TO BE DONE => Switch every "deer's neck" in these lines to "deer's head", and write the lines out again with nothing else changed.

## Start DATA EXTRACT

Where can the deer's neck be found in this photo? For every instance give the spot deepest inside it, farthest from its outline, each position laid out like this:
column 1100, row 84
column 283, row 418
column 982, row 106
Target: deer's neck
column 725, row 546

## End DATA EXTRACT

OUTPUT =>
Where can the deer's head be found in this photo? For every instance give the spot deepest inside it, farthest from its outline, each position laid out like this:
column 1100, row 84
column 283, row 418
column 982, row 106
Target: deer's head
column 725, row 546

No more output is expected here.